## What is expected
Pick out every line in the entries below that contains the word "green", and copy each one. Treat uppercase and lowercase letters as different.

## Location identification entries
--- Begin ---

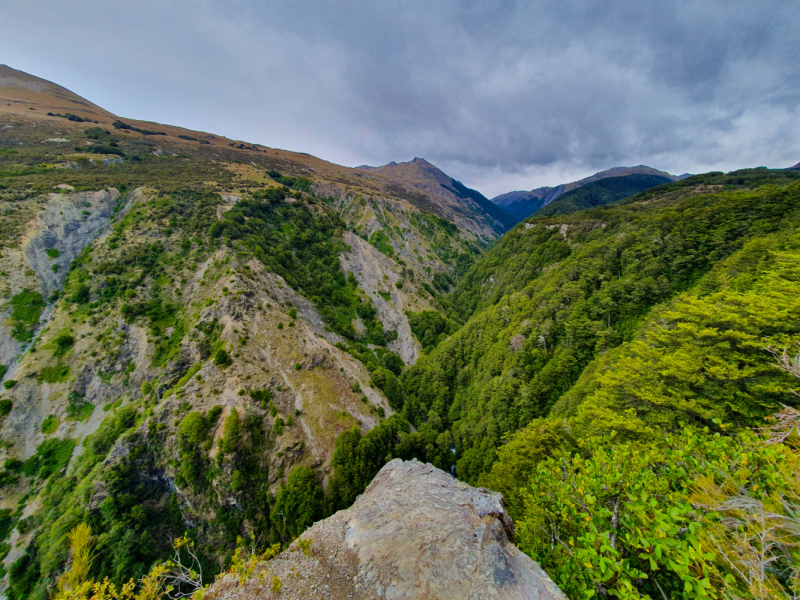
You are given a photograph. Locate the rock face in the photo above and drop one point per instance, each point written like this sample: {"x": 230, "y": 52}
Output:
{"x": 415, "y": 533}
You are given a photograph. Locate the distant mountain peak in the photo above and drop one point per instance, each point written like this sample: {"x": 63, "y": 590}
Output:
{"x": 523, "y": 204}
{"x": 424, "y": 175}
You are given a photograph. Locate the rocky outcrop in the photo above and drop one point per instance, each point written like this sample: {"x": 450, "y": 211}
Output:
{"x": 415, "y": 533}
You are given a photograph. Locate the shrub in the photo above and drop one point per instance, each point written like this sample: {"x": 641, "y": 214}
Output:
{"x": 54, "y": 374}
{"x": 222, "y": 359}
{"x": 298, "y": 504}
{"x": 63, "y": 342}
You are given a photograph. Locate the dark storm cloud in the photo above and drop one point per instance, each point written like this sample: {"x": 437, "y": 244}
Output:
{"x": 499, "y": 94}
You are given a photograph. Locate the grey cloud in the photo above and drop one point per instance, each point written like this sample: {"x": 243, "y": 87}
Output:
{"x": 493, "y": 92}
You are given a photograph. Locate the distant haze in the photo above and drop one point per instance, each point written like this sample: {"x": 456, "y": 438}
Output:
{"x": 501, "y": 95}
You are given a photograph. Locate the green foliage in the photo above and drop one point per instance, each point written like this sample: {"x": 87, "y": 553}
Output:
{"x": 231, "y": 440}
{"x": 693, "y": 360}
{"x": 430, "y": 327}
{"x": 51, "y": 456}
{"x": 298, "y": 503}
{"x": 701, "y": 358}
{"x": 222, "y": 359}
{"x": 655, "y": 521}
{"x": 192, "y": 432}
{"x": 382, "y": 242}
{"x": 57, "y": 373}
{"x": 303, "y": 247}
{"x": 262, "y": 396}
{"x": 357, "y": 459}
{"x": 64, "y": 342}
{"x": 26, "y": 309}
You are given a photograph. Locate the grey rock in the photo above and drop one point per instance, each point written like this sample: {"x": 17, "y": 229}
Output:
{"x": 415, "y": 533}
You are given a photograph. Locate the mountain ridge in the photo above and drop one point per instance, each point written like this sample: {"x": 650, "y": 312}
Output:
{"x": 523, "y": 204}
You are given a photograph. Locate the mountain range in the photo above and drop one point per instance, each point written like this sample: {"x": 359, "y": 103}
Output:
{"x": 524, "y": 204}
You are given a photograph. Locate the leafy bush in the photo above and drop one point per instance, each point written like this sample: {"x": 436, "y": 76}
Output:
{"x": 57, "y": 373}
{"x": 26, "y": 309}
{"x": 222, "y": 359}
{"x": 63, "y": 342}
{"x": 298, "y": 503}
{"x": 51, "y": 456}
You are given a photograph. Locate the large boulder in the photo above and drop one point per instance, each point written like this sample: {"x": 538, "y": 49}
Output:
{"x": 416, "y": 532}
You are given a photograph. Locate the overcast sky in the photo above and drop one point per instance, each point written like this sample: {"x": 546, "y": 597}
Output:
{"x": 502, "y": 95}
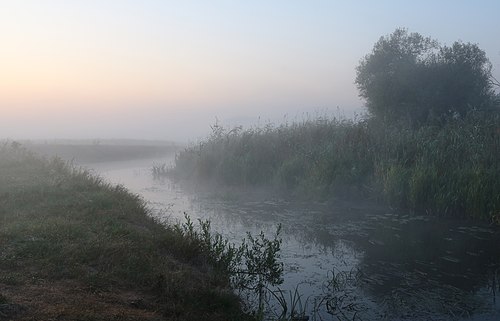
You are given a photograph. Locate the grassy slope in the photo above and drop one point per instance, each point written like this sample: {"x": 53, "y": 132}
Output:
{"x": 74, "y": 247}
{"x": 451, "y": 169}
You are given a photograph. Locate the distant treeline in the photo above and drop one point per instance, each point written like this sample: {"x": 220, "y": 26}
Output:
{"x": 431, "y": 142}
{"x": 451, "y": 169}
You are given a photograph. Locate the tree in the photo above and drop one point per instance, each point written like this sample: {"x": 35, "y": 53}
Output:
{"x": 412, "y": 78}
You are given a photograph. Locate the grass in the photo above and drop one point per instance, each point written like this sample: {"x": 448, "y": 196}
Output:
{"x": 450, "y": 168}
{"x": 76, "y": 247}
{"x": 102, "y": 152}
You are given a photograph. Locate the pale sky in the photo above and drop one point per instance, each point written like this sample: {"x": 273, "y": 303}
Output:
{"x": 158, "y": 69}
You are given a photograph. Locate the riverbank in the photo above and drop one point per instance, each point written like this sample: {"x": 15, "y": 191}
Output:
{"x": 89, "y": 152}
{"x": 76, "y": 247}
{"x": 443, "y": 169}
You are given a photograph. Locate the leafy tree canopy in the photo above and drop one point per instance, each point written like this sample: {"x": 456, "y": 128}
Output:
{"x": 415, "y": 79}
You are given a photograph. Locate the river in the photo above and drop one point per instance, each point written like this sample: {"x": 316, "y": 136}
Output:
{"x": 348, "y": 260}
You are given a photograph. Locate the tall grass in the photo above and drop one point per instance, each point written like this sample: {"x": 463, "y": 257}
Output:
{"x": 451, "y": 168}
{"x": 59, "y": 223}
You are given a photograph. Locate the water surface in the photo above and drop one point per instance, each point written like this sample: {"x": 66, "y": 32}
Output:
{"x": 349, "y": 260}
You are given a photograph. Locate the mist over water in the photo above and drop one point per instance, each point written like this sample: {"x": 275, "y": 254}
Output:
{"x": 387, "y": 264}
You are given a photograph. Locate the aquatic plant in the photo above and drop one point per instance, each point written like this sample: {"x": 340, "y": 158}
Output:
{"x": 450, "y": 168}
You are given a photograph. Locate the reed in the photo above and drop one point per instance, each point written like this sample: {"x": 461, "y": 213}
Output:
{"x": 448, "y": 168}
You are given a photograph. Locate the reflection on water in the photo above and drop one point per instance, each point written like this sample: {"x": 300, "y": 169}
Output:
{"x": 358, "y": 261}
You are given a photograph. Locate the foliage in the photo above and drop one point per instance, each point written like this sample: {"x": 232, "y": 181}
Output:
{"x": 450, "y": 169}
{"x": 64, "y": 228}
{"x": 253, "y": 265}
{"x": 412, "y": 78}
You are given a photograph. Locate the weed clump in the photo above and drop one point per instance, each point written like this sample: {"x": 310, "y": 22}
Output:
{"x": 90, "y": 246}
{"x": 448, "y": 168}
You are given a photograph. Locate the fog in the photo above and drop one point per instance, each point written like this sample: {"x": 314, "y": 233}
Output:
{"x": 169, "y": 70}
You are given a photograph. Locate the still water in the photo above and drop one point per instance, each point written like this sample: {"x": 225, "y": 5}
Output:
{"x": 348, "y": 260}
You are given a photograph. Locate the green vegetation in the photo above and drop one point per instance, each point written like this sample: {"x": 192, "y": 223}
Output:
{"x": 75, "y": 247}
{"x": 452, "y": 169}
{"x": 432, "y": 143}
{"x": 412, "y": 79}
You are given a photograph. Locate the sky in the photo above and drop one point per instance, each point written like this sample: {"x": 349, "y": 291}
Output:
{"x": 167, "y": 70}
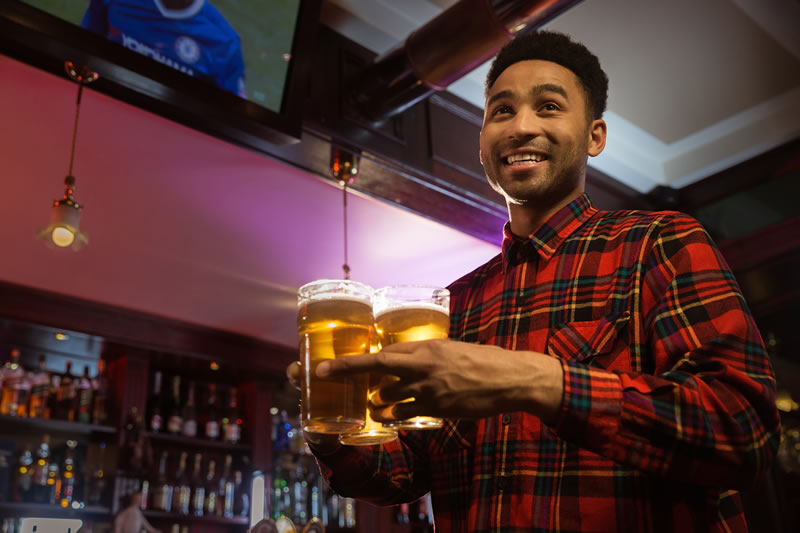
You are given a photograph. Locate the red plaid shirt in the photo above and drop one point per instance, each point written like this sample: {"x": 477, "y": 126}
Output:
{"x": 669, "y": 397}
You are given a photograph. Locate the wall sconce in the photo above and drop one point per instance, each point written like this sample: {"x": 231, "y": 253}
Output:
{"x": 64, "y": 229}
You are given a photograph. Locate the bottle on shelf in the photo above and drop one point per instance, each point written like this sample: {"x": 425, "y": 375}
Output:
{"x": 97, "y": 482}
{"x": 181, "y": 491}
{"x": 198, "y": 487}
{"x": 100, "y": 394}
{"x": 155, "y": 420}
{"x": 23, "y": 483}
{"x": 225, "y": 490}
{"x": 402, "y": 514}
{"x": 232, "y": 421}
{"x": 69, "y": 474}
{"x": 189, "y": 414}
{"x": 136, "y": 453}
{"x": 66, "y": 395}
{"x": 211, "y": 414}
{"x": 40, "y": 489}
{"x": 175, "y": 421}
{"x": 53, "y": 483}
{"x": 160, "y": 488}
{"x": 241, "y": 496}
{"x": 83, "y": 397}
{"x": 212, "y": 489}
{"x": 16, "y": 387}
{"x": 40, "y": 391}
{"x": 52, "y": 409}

--- End ---
--- Begin ---

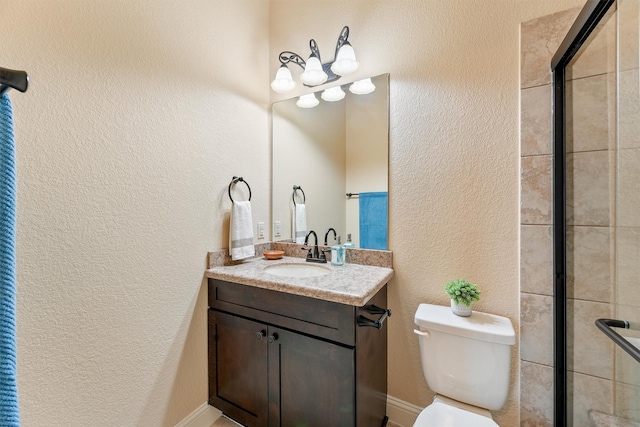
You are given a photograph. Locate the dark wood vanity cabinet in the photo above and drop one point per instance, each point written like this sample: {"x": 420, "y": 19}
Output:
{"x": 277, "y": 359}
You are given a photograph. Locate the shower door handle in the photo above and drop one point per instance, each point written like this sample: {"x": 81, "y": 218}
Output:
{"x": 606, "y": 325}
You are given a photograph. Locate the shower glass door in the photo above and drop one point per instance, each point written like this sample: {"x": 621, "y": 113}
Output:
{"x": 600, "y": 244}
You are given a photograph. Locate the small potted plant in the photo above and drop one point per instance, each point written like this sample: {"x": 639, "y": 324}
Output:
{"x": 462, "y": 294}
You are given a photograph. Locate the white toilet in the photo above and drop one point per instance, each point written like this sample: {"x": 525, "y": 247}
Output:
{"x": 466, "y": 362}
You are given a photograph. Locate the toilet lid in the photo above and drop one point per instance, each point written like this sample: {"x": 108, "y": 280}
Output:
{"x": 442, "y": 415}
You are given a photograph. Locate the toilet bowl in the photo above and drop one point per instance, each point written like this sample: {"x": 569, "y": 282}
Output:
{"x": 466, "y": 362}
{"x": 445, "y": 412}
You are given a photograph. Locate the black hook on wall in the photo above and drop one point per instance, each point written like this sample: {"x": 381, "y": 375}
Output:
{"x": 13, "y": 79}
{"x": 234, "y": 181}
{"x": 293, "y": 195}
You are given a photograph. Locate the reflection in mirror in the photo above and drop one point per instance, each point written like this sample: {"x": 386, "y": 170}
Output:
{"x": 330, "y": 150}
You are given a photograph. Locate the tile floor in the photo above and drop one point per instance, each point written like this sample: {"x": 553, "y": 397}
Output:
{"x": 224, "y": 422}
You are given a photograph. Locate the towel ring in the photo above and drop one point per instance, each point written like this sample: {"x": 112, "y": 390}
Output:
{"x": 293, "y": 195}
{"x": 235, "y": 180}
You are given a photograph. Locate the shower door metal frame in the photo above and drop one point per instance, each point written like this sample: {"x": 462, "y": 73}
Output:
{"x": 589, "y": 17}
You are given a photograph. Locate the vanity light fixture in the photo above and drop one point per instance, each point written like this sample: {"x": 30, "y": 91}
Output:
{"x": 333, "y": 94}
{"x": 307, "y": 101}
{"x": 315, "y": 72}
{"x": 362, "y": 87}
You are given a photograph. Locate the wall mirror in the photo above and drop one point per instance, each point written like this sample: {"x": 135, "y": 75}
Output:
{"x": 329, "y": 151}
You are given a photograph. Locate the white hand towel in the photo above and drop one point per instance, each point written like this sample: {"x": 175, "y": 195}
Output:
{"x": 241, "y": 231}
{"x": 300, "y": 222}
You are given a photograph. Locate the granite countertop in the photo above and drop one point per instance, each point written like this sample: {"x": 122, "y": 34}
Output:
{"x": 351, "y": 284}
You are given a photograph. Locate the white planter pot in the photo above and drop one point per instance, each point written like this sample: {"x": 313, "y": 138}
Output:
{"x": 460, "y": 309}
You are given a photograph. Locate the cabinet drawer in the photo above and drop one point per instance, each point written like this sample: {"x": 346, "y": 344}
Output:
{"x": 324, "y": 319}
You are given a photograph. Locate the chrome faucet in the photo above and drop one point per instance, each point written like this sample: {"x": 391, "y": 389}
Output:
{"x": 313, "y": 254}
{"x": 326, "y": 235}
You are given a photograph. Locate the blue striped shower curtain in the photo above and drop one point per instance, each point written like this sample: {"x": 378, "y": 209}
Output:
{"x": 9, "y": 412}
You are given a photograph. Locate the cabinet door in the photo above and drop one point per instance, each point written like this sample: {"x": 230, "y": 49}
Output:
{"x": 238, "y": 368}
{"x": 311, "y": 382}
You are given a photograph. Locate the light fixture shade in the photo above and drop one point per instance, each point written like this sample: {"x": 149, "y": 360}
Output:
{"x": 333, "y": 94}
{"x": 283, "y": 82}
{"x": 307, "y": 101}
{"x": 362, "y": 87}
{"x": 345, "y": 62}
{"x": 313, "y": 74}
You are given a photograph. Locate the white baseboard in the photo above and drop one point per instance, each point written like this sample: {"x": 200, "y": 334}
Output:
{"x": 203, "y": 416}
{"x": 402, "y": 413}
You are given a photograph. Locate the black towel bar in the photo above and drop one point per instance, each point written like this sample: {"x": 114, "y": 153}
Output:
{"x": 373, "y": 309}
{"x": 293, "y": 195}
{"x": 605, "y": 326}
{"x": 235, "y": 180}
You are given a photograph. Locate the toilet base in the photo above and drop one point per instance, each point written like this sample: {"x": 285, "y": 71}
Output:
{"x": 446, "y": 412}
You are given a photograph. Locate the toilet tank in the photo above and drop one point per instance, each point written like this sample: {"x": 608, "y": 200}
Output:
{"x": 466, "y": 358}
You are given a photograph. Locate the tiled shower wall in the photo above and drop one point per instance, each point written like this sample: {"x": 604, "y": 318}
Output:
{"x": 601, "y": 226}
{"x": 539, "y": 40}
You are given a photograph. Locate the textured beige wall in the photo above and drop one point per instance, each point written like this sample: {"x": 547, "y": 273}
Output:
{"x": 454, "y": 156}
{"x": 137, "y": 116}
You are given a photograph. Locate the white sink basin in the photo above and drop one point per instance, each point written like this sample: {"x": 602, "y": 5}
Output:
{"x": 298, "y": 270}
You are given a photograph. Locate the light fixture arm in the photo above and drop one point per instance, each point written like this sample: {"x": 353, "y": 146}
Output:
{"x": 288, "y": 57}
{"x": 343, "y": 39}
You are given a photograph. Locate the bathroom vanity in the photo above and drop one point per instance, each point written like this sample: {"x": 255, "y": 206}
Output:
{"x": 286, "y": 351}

--- End ---

## Task answer
You are given a photograph. Locate the green foliage in the photo above and drop one point per instance, each point written like this sample: {"x": 87, "y": 553}
You are given a photograph. Locate the green vegetation in the photo above and drop one point per instance, each point written like this sample: {"x": 192, "y": 223}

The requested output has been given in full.